__JOB__. Can you write out the records again from the line containing "Spot the water, then" through the end of the records, substituting "put a mark" for every "place a dot" and leaving everything else unchanged?
--- Start EXERCISE DATA ---
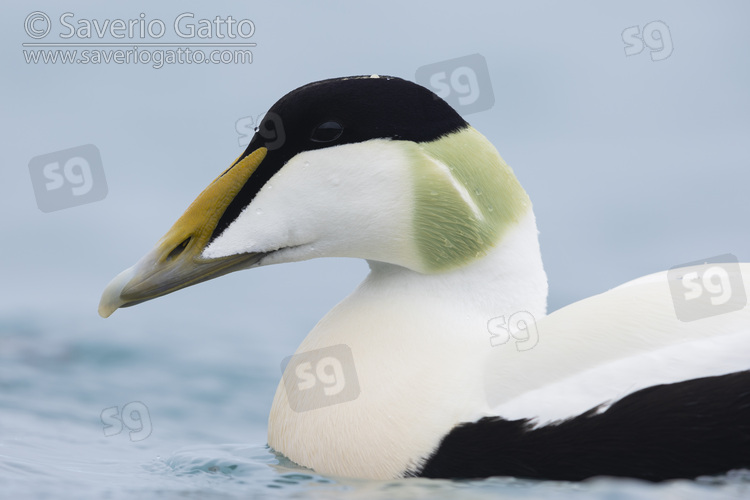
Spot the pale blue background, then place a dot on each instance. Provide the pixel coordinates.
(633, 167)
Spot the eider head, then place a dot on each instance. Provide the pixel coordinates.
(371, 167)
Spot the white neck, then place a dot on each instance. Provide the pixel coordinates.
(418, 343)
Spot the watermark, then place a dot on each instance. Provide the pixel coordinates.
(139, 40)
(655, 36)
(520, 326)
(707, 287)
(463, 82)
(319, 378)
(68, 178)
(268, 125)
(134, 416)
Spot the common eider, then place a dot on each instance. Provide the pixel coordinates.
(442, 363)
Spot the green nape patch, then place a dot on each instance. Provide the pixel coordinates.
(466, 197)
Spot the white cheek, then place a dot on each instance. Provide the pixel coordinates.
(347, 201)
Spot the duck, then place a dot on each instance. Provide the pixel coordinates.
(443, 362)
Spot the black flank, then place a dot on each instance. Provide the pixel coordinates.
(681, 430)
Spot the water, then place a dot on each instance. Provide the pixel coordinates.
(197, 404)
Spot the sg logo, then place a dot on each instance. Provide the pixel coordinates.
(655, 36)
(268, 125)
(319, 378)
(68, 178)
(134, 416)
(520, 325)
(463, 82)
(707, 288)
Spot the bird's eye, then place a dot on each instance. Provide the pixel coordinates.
--- End EXERCISE DATA ---
__FINISHED ANSWER__.
Spot the water, then put a mark on each instance. Provide the pixel coordinates.
(197, 404)
Spot the sg logo, then put a mark on each instance. Provide the pixel coordinates.
(655, 36)
(268, 125)
(319, 378)
(68, 178)
(134, 416)
(520, 325)
(463, 82)
(707, 288)
Spot the bird's eye, then put a mark on each instance. Provide the pixel coordinates.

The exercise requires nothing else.